(Entries from an annotation dataset)

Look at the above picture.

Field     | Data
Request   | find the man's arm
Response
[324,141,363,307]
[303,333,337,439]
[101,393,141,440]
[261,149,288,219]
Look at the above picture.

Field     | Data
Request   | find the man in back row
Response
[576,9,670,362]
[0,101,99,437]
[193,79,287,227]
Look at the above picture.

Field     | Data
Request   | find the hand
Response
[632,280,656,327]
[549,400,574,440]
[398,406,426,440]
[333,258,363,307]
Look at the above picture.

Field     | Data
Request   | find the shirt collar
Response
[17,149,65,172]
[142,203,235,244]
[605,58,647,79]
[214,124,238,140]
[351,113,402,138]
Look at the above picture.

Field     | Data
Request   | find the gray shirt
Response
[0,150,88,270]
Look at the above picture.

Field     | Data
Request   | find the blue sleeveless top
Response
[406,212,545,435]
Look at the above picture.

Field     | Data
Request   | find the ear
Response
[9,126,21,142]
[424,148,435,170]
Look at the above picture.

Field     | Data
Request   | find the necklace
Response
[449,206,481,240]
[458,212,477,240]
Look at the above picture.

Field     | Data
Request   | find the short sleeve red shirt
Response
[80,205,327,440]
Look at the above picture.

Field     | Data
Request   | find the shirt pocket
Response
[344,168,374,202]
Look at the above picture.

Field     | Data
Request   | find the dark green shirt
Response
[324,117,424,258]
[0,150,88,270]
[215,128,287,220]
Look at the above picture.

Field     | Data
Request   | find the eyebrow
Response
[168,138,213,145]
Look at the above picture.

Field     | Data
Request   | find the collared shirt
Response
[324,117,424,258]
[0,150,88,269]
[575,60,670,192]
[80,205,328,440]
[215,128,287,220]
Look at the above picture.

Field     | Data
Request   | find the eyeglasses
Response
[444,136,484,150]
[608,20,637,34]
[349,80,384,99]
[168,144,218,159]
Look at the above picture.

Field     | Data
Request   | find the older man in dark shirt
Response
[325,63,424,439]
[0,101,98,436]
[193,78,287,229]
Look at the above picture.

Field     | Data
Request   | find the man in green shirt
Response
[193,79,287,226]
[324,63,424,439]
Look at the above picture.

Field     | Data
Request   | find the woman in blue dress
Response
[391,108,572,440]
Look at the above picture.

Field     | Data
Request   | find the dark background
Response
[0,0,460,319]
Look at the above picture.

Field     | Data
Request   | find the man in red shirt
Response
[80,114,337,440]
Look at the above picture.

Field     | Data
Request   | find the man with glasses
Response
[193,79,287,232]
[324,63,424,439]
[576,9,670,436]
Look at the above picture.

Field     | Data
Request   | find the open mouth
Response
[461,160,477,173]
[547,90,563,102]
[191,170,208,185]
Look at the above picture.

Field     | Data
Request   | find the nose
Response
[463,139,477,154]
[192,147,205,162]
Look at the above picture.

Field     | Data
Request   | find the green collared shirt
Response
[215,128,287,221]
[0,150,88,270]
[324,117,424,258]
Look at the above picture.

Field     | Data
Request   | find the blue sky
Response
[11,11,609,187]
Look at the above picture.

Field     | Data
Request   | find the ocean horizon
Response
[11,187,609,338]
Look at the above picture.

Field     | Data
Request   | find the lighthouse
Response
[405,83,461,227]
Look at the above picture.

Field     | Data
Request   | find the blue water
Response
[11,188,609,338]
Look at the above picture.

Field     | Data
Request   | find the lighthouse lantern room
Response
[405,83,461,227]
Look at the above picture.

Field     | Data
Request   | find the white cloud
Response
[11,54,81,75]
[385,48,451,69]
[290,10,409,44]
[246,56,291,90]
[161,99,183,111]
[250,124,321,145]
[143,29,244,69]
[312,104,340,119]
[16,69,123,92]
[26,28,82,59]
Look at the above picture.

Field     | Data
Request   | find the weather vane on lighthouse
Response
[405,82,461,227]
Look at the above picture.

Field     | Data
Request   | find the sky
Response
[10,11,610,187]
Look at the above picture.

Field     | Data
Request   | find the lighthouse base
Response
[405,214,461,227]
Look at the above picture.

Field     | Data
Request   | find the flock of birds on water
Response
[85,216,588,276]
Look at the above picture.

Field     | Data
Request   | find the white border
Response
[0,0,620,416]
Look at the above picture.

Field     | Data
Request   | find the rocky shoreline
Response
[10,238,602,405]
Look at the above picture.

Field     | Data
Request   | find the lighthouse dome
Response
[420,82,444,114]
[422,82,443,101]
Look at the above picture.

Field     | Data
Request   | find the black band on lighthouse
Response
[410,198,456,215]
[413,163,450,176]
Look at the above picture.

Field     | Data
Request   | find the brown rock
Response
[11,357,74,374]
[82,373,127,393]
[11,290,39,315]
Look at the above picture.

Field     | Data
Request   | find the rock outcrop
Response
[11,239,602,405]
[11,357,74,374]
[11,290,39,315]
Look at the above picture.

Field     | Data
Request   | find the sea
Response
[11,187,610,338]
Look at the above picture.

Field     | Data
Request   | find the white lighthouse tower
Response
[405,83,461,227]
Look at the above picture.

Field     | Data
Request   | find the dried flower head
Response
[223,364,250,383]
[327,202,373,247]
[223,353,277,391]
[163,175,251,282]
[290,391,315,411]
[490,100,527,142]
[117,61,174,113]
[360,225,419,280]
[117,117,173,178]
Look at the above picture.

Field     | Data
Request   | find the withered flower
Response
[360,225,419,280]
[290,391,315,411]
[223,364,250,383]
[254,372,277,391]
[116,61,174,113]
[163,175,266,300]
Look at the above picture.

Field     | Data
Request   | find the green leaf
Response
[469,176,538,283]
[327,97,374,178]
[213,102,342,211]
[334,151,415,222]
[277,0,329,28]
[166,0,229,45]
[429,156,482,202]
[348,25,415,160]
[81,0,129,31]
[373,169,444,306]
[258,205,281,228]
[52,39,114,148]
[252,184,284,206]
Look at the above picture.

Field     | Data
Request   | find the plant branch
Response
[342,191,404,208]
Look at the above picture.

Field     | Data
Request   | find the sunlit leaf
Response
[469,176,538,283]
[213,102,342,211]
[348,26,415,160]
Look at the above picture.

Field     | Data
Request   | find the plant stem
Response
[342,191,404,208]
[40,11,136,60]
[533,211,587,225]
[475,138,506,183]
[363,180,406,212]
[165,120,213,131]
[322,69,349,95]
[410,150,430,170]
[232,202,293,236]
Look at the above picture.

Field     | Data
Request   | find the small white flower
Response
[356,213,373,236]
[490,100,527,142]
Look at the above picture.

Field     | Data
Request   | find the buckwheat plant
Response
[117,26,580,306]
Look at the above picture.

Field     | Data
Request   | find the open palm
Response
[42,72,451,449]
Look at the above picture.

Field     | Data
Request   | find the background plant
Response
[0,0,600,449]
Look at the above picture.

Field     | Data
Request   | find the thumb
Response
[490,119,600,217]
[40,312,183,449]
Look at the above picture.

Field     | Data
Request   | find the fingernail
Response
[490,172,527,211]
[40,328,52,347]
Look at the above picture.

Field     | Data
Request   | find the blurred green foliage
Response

Task directions:
In the listing above, replace every "Request" with "Query" and leave all other text as it is.

Written answer:
Look at the above picture.

Field     | Data
Query   | find the man's arm
Response
[324,141,363,307]
[303,333,337,439]
[101,393,141,440]
[261,149,288,219]
Look at the above picture.

Field     | Data
Query   | find the man in back row
Response
[576,9,670,362]
[0,101,99,437]
[193,79,287,227]
Look at the above picture.

Field     | Data
Query   | find the hand
Response
[632,280,656,327]
[549,400,574,440]
[398,406,426,440]
[333,258,363,307]
Look at the above picture.

Field     | Data
Query   | find the shirt collar
Response
[17,149,65,172]
[142,203,235,244]
[605,58,647,79]
[214,124,238,140]
[351,113,402,138]
Look at the above picture.

Field     | Data
Query   | find the gray shirt
Response
[0,150,88,270]
Look at the above picture.

Field     | Data
Query   | find the blue sleeveless top
Response
[406,212,545,435]
Look at the above picture.

Field     | Data
Query   | find the ear
Response
[9,126,21,142]
[424,148,435,170]
Look at the above picture.

Field     | Data
Query   | find the necklace
Response
[449,206,481,240]
[458,212,477,240]
Look at the above picture.

Field     | Data
Query   | find the short sleeve red shirt
Response
[80,205,327,440]
Look at the above picture.

Field     | Data
Query   | find the shirt pocket
Response
[344,168,374,202]
Look at the above picture.

Field     | Data
Query   | find the dark green shirt
Response
[324,117,424,258]
[0,150,88,270]
[215,128,287,220]
Look at the above picture.

Field     | Data
Query   | find the eyebrow
Response
[168,138,213,145]
Look at the above picture.

Field     | Data
Query   | find the collared shirt
Response
[324,117,424,258]
[0,150,88,269]
[575,60,670,192]
[80,205,328,440]
[215,128,287,220]
Look at the above picture.

Field     | Data
Query   | find the eyeglasses
Response
[444,136,484,150]
[608,20,637,34]
[349,80,384,99]
[168,144,218,159]
Look at the above picture.

Field     | Data
Query   | find the older man in dark shirt
Response
[325,63,424,439]
[0,101,98,436]
[193,78,287,229]
Look at the above picture.

Field     | Data
Query   | find the man in green shirt
Response
[193,79,287,226]
[324,63,424,439]
Look at the above picture.

Field     | Data
Query   | find the woman in blue dress
Response
[391,108,572,440]
Look at the above picture.

Field     | Data
Query   | find the dark background
Response
[0,0,460,319]
Look at the above picture.

Field     | Data
Query   | find the man in red shirt
Response
[80,114,337,440]
Look at the above picture.

Field     | Data
Query   | find the man with glasses
Response
[193,79,287,232]
[324,63,424,439]
[576,9,670,436]
Look at the above picture.

Field     | Data
Query   | find the open mouth
Response
[461,160,477,173]
[547,90,563,102]
[191,170,208,185]
Look at the above picture.

Field     | Data
Query   | find the nose
Response
[463,139,477,154]
[192,147,205,162]
Look at the above picture.

Field     | Data
Query   | find the green collared shirt
Response
[215,128,287,221]
[0,150,88,270]
[324,117,424,258]
Look at the above picture.

Field     | Data
Query   | find the blue sky
Response
[11,11,609,187]
Look at the above picture.

Field     | Data
Query   | find the ocean horizon
Response
[11,187,609,338]
Look at the above picture.

Field     | Data
Query   | find the lighthouse
Response
[405,83,461,227]
Look at the above picture.

Field     | Data
Query   | find the blue water
Response
[11,188,609,338]
Look at the above picture.

Field     | Data
Query   | find the lighthouse lantern room
Response
[405,83,461,227]
Look at the above picture.

Field     | Data
Query   | find the white cloud
Response
[11,54,81,75]
[385,48,451,69]
[290,10,409,44]
[246,56,291,90]
[161,99,183,111]
[250,124,321,145]
[143,29,244,69]
[312,104,340,119]
[16,69,123,92]
[26,28,82,59]
Look at the above picture.

Field     | Data
Query   | find the weather vane on lighthouse
Response
[405,82,461,227]
Look at the above picture.

Field     | Data
Query   | find the sky
Response
[10,11,610,187]
Look at the above picture.

Field     | Data
Query   | find the lighthouse base
Response
[405,214,461,227]
Look at the above picture.

Field     | Data
Query   | find the flock of birds on water
Response
[85,216,588,276]
Look at the above picture.

Field     | Data
Query   | find the white border
Response
[0,0,620,416]
Look at the above picture.

Field     | Data
Query   | find the rocky shoreline
Response
[10,238,602,405]
Look at the above picture.

Field     | Data
Query   | find the lighthouse dome
Response
[420,82,444,114]
[422,82,443,101]
Look at the above picture.

Field     | Data
Query   | find the black band on lighthouse
Response
[410,198,456,215]
[413,163,450,176]
Look at the above picture.

Field     | Data
Query   | find the brown rock
Response
[11,357,74,374]
[82,373,127,393]
[11,290,39,315]
Look at the above picture.

Field     | Data
Query   | find the rock outcrop
Response
[11,239,602,405]
[11,357,74,374]
[11,290,39,315]
Look at the above picture.

Field     | Data
Query   | find the sea
Response
[11,187,610,338]
Look at the above picture.

Field     | Data
Query   | find the white lighthouse tower
Response
[405,83,461,227]
Look at the above picture.

Field     | Data
Query   | find the dried flower head
Response
[223,364,250,383]
[327,202,373,247]
[223,353,277,391]
[163,175,251,282]
[290,391,315,411]
[490,100,527,142]
[117,61,174,113]
[360,225,419,280]
[117,117,173,178]
Look at the above picture.

Field     | Data
Query   | find the withered flower
Response
[360,225,419,280]
[290,391,315,411]
[223,364,250,383]
[254,372,277,391]
[116,61,174,113]
[163,175,266,300]
Look at the above picture.

Field     | Data
Query   | find the green leaf
Response
[469,176,538,283]
[327,97,374,178]
[213,102,342,211]
[334,151,415,222]
[277,0,329,28]
[166,0,229,45]
[429,156,482,202]
[348,25,415,160]
[81,0,129,31]
[373,169,444,306]
[258,205,281,228]
[52,39,114,148]
[252,184,284,206]
Look at the above picture.

Field     | Data
Query   | find the plant branch
Response
[342,191,404,208]
Look at the above picture.

Field     | Data
Query   | find the sunlit leaf
Response
[469,176,538,283]
[213,102,342,211]
[348,26,415,160]
Look at the above picture.

Field     | Data
Query   | find the plant stem
Response
[342,191,404,208]
[40,11,136,60]
[533,211,587,225]
[475,138,506,183]
[363,180,406,212]
[165,120,213,131]
[322,69,349,95]
[410,150,430,170]
[232,202,293,236]
Look at the above picture.

Field     | Data
Query   | find the small white flower
Response
[356,213,373,236]
[490,100,527,142]
Look at the above picture.

Field     | Data
Query   | find the buckwheat plant
Response
[117,26,580,306]
Look at the above picture.

Field     | Data
Query   | find the open palm
Response
[42,72,451,449]
Look at the above picture.

Field     | Data
Query   | find the background plant
Response
[0,0,600,449]
Look at the above picture.

Field     | Data
Query   | find the thumb
Response
[490,119,600,217]
[40,312,183,449]
Look at the above picture.

Field     | Data
Query   | find the fingernail
Response
[490,172,527,211]
[40,328,52,347]
Look at the above picture.

Field     | Data
Query   | find the blurred green foliage
Response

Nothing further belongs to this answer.